— SOURCE —
----
Similarity Search Libraries

FAISS is the most established library, but the vector search ecosystem has grown rapidly. Here is a brief overview of the major options:

  • FAISS (Meta): The gold standard for research and production. Supports CPU and GPU, with extensive index types (Flat, IVF, HNSW, PQ, and combinations). Written in C++ with Python bindings. Best for you if you need fine-grained control over index construction.

  • Annoy (Spotify): Uses random projection trees. Simple API, memory-maps indexes for efficient loading, and supports sharing indexes across processes. Good for medium-scale applications where simplicity matters. Does not support adding vectors after index construction.

  • ScaNN (Google): Optimized for inner product search with a technique called anisotropic vector quantization. Achieves state-of-the-art speed-recall trade-offs on several benchmarks. Good for production systems that need the best possible performance.

  • HNSWlib: A standalone C++ implementation of the HNSW algorithm with Python bindings. Lighter weight than FAISS, focused exclusively on the HNSW index type. A good choice if you only need HNSW and want minimal dependencies.

  • Qdrant, Milvus, Weaviate, Pinecone: These are full vector databases rather than libraries. They add persistence, filtering, distributed search, and managed hosting on top of the core ANN algorithms. We will discuss the distinction between vector search libraries and vector databases when we cover RAG system architecture.

For this chapter, we have focused on FAISS because of its versatility and widespread adoption. The specific index structures it offers (HNSW, IVF, PQ) are explored in depth in the following chapters.

Limitations and Practical Considerations

Vector similarity search is powerful but comes with important caveats that affect real-world RAG systems.

A key limitation is that vector similarity is not semantic equivalence, as two documents can have high cosine similarity without being truly relevant to the query, and genuinely relevant documents can sometimes have lower similarity scores than irrelevant ones. This happens because embedding models compress complex, nuanced meaning into fixed-size vectors, and information is inevitably lost in this compression. A query about "python programming" might retrieve documents about actual pythons if the embedding model does not sufficiently distinguish context. This is one reason why RAG pipelines typically include a reranking stage (covered later in this part), which uses a more expensive cross-encoder model to rescore the top candidates.

The curse of dimensionality also affects ANN algorithms in subtle ways. In very high-dimensional spaces, the ratio between the nearest and farthest neighbor distances shrinks, making all vectors appear roughly equidistant. Typical embedding dimensions (384-1536) are high enough that this effect is noticeable but not catastrophic. However, it means that ANN algorithms cannot offer the same theoretical guarantees in high dimensions that they can in low dimensions. In practice, the learned structure of real embeddings (which are not uniformly distributed but cluster meaningfully) counteracts this effect, and ANN methods work much better on real data than worst-case theory would suggest.
----
— RECORDS FOR THIS EXERCISE —
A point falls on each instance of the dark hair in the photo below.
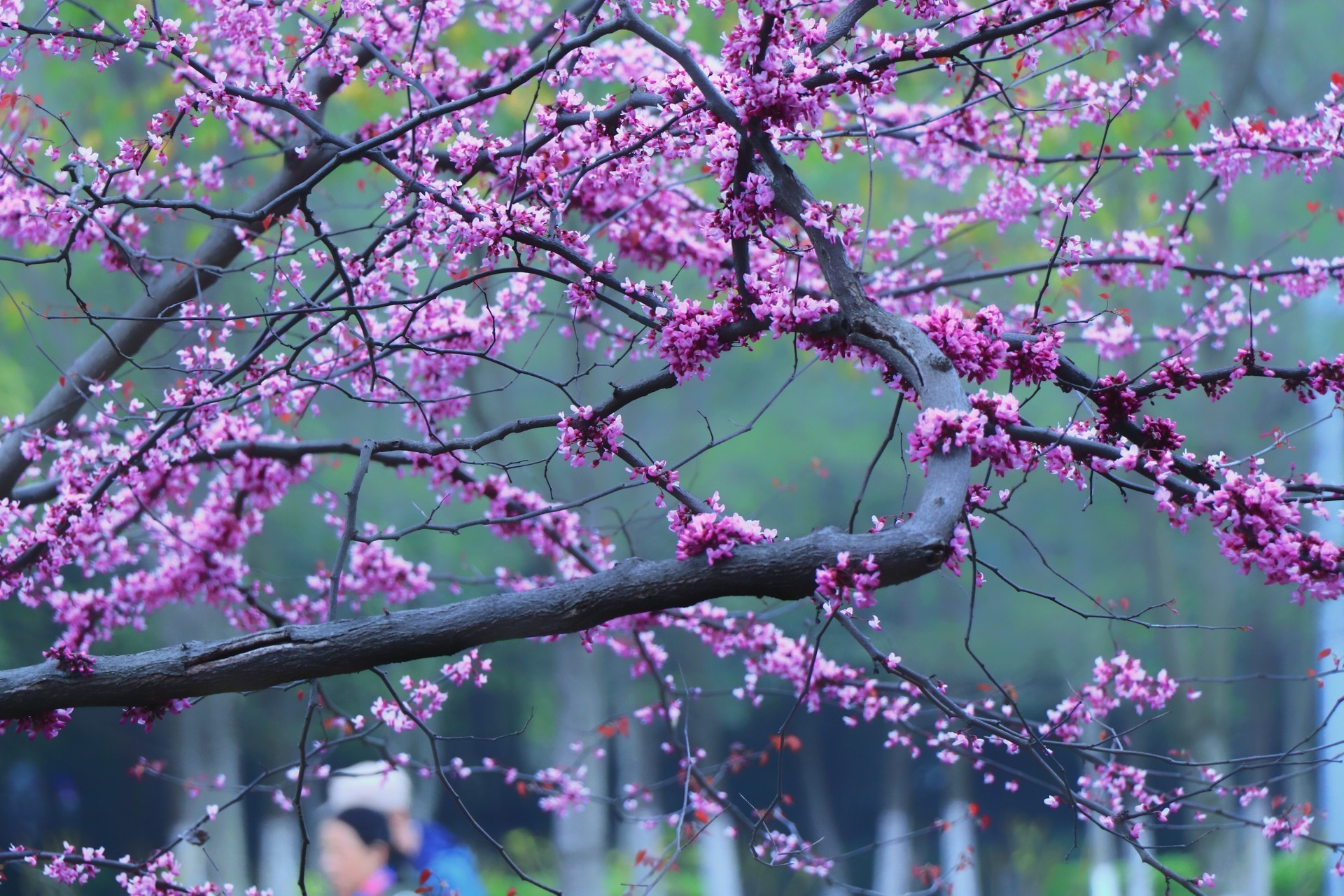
(370, 825)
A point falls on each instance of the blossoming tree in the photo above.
(624, 186)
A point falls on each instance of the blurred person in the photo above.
(356, 853)
(421, 844)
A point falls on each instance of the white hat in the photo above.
(369, 785)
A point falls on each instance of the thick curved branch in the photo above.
(784, 570)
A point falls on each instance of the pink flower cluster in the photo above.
(714, 535)
(584, 434)
(848, 580)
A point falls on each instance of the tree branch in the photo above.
(784, 570)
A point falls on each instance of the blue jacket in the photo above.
(449, 862)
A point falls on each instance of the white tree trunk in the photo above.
(894, 860)
(581, 837)
(721, 869)
(958, 852)
(1104, 871)
(206, 745)
(277, 853)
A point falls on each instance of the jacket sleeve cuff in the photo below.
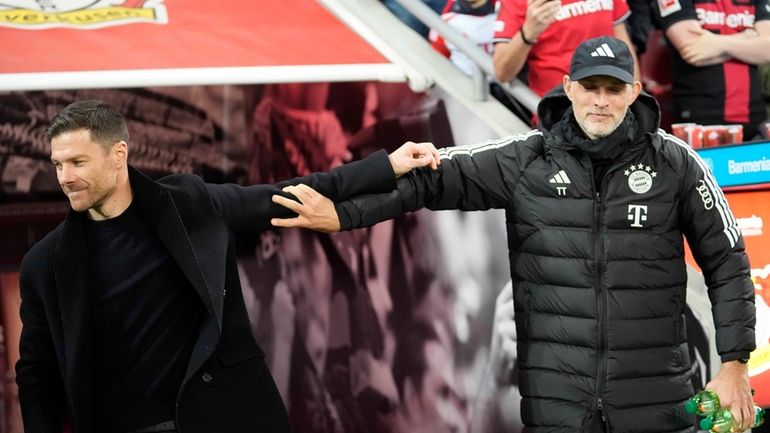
(348, 218)
(732, 356)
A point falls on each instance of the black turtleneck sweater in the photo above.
(146, 316)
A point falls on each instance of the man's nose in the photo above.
(66, 175)
(601, 98)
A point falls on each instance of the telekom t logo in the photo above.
(637, 213)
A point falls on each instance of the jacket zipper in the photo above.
(601, 300)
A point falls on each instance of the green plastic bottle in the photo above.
(703, 403)
(722, 421)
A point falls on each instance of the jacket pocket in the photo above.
(238, 353)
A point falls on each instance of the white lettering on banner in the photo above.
(751, 226)
(583, 7)
(638, 214)
(748, 166)
(718, 18)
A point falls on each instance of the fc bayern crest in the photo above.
(640, 178)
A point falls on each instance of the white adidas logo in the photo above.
(603, 51)
(560, 178)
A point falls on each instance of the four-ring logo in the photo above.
(705, 195)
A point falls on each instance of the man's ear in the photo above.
(566, 83)
(120, 151)
(636, 89)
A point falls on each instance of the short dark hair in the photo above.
(103, 121)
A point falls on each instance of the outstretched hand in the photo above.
(732, 386)
(314, 210)
(412, 155)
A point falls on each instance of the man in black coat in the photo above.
(598, 203)
(132, 312)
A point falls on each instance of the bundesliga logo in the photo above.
(80, 14)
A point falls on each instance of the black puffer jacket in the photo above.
(598, 271)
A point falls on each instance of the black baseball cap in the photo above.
(604, 55)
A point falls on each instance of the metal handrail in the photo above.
(483, 61)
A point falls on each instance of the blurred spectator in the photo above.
(473, 18)
(764, 70)
(409, 19)
(639, 24)
(496, 406)
(476, 20)
(718, 46)
(425, 376)
(295, 133)
(545, 33)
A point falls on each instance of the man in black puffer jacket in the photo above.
(598, 202)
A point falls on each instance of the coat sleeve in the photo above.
(251, 207)
(717, 245)
(479, 177)
(41, 389)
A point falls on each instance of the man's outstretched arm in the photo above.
(250, 208)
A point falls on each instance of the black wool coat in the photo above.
(227, 387)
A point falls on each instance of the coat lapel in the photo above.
(73, 289)
(157, 206)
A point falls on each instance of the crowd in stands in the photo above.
(703, 60)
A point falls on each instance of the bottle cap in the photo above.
(691, 406)
(706, 423)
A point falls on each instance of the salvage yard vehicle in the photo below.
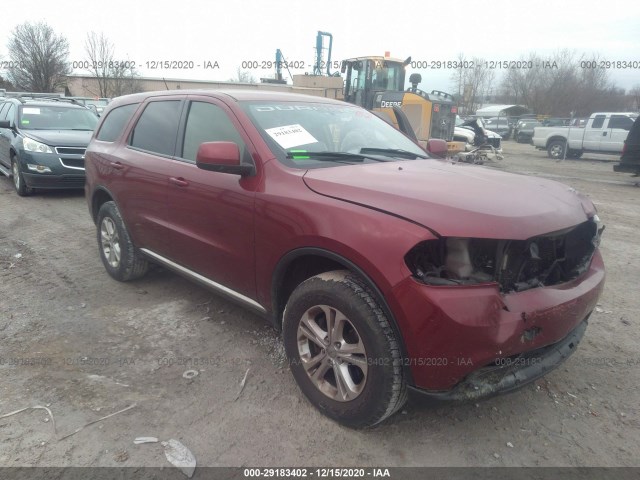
(604, 132)
(630, 158)
(523, 132)
(387, 271)
(377, 84)
(473, 134)
(501, 125)
(43, 141)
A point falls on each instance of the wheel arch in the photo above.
(100, 196)
(303, 263)
(555, 138)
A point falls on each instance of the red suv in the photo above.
(386, 270)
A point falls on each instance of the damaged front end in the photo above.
(516, 265)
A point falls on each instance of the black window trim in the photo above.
(126, 125)
(232, 118)
(136, 117)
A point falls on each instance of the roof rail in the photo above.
(48, 96)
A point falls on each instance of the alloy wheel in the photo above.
(332, 353)
(110, 242)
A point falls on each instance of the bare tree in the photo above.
(562, 83)
(114, 77)
(634, 93)
(243, 76)
(38, 58)
(472, 82)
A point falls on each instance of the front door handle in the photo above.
(180, 182)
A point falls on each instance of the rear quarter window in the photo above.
(115, 122)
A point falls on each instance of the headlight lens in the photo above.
(30, 145)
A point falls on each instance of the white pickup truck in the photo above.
(604, 132)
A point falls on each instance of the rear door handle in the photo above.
(180, 182)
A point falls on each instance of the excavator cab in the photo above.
(377, 84)
(366, 76)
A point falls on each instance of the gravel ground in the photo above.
(87, 346)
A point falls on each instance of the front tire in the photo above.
(120, 257)
(18, 179)
(342, 350)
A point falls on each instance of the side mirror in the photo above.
(223, 157)
(437, 147)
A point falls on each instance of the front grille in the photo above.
(548, 259)
(72, 162)
(70, 150)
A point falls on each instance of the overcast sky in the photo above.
(230, 33)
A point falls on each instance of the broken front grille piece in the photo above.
(517, 265)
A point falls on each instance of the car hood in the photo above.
(456, 200)
(68, 138)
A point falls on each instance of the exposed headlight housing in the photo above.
(516, 265)
(31, 145)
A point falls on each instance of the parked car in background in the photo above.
(630, 159)
(387, 271)
(473, 135)
(43, 142)
(96, 104)
(604, 132)
(555, 122)
(501, 125)
(523, 131)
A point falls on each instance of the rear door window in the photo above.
(620, 121)
(157, 127)
(115, 122)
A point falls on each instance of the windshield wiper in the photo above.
(327, 156)
(391, 152)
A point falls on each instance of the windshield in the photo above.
(54, 117)
(295, 130)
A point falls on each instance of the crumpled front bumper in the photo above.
(509, 374)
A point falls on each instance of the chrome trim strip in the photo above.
(69, 166)
(204, 280)
(78, 150)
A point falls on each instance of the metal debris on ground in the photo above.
(189, 374)
(242, 384)
(140, 440)
(35, 407)
(98, 420)
(180, 456)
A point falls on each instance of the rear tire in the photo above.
(122, 260)
(555, 149)
(18, 179)
(342, 350)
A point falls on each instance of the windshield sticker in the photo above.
(291, 135)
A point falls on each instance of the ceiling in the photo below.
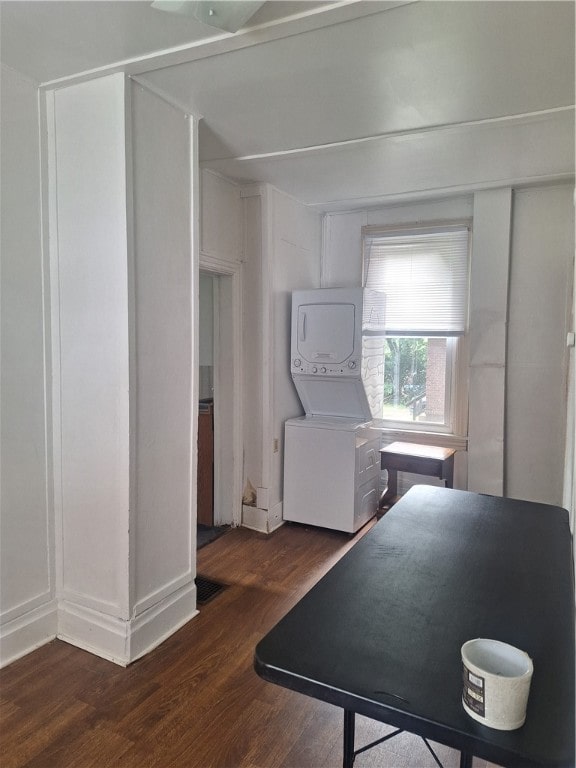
(339, 104)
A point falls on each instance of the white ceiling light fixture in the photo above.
(229, 15)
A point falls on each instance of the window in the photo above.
(424, 274)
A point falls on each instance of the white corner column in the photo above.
(488, 317)
(123, 384)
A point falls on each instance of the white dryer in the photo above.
(331, 455)
(331, 472)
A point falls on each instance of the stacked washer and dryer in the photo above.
(331, 454)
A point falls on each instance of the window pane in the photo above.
(415, 374)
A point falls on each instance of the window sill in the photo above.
(458, 442)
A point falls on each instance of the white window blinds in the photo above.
(424, 275)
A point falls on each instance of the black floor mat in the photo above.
(207, 589)
(208, 533)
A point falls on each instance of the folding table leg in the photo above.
(348, 739)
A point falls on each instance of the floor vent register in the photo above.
(206, 589)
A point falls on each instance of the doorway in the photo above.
(219, 419)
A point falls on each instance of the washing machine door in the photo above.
----
— JOBS —
1. In the listing, rename "floor" to "ground" in the lines starting at the one containing "A point falls on each instance of the black floor" and ending at the end of the listing. Leave everything else unchanged, and return only those lines.
2. Carry the vector search passage forward from its final sentence.
The vector search passage and the listing come from unrelated sources.

— RESPONSES TO THE EXERCISE —
1.
A point falls on each instance of the black ground mat in the photo above.
(207, 589)
(208, 533)
A point falls on each instance of the folding table leg in the photo above.
(348, 739)
A point falls on each instance of the ground vent register in the photo above.
(206, 589)
A point falls on each instance of the doorway in the photo above.
(219, 419)
A point falls on each instance of the washing machine door in the photo above.

2.
Memory remains a persistent practical concern. Storing 100 million 768-dimensional vectors in float32 requires about 288 GB of RAM, before accounting for the additional memory needed by the index structure itself (graph edges for HNSW, centroid tables for IVF, etc.). Product Quantization and other compression techniques, which we cover in a dedicated chapter, can reduce this by 10-30x, but at the cost of reduced recall. Designing a system that balances memory, speed, and accuracy for a given hardware budget is one of the core engineering challenges in production RAG.

Finally, vector search indexes are generally static or semi-static. While some structures (like HNSW) support incremental insertion, most achieve their best performance when built once on the full dataset. Frequent updates, such as adding or deleting documents in real time, can degrade index quality or require expensive rebuilds. This matters for applications where the document collection changes continuously, and various strategies exist to handle it, from periodic index rebuilds to tiered architectures that combine a large static index with a small dynamic one.

Summary

This chapter established the foundations of vector similarity search, the core retrieval operation in any RAG pipeline.

Distance metrics define what "similar" means in vector space. Cosine similarity (direction-based) is the default for text embeddings, while dot product is equivalent for normalized vectors and Euclidean distance captures position-based proximity. Always match your search metric to your embedding model's training objective.

Exact search computes distances against every vector in the collection, guaranteeing perfect recall at O(nd)O(n \cdot d) cost per query. It is practical for small collections (under ~1 million vectors) but does not scale.

Approximate Nearest Neighbor (ANN) algorithms achieve sublinear query time by sacrificing a small, controllable amount of recall. The key families are graph-based (HNSW), partition-based (IVF), and compression-based (Product Quantization), each offering different speed-memory-recall trade-offs tunable via parameters like efSearch and nprobe.

FAISS is the most widely used similarity search library, providing implementations of all major index types with both CPU and GPU backends. The recall-vs-speed trade-off curves we generated demonstrate how parameter tuning lets you find the right operating point for your application.

With the conceptual framework and metrics in place, the next three chapters dive into the specific index structures that make large-scale ANN search possible: HNSW graphs, IVF partitioning, and Product Quantization.

Quiz

Ready to test your understanding? Take this quick quiz to reinforce what you've learned about vector similarity search.

Loading component...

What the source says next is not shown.